Entries from a point annotation set:
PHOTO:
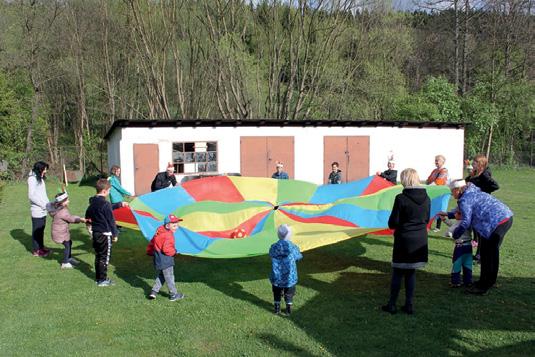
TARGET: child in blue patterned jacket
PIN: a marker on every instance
(283, 277)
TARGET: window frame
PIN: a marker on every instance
(194, 157)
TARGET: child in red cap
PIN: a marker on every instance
(162, 248)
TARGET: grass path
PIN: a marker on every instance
(227, 310)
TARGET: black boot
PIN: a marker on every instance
(389, 308)
(288, 309)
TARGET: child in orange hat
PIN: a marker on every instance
(162, 248)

→ Written problem: Could you put all of the data above into a JSON list of strings, with one string per line and no blank lines? Leave the pictures out.

→ Expected output:
[
  "PHOTO:",
  "TARGET: child in blue patterned jacket",
  "PIN: a marker on every instance",
  "(283, 277)",
  "TARGET: window frame",
  "PIN: a marker on every instance",
  "(194, 157)",
  "TARGET: child in red cap",
  "PIN: a marker on every instance",
  "(162, 248)",
  "TARGET: grass path",
  "PIN: a marker on every instance",
  "(227, 310)",
  "TARGET: black boot",
  "PIN: a marker on every instance",
  "(389, 308)",
  "(288, 309)",
  "TARGET: child in orange hat",
  "PIN: a marker on every instance",
  "(162, 248)"
]